──────── Given data ────────

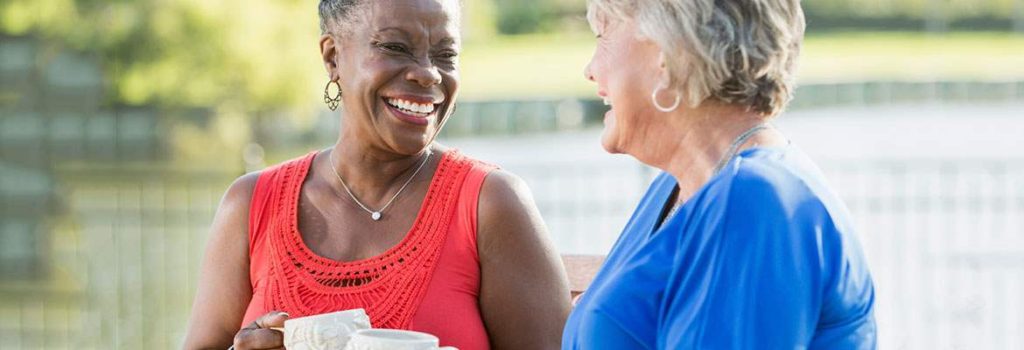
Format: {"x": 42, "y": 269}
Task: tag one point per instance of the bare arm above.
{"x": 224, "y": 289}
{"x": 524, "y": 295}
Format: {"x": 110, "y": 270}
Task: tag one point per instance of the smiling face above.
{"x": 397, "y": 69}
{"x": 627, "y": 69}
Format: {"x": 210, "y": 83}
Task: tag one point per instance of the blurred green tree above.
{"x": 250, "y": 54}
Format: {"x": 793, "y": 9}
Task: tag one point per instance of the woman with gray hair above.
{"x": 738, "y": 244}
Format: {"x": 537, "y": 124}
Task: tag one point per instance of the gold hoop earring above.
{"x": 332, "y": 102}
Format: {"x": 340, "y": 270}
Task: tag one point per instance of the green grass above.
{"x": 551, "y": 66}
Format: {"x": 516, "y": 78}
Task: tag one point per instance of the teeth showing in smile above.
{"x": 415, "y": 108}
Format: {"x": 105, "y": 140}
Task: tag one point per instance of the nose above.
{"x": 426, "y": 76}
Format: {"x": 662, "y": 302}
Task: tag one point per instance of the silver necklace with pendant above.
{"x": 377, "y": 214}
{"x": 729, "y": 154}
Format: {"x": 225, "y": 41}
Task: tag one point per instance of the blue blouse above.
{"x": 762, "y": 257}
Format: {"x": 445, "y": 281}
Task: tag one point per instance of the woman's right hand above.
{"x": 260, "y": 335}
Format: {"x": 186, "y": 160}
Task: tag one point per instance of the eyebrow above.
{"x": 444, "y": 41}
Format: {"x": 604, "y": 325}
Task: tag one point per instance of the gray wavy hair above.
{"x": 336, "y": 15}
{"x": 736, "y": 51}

────────

* Required work
Locate each line in the items above that contains the word "with" and copy every such line in full.

* Solution for this exercise
Task: tag one point per instance of the woman with gray hair above.
Task: tag one point per instance of the silver necklace with pendant above.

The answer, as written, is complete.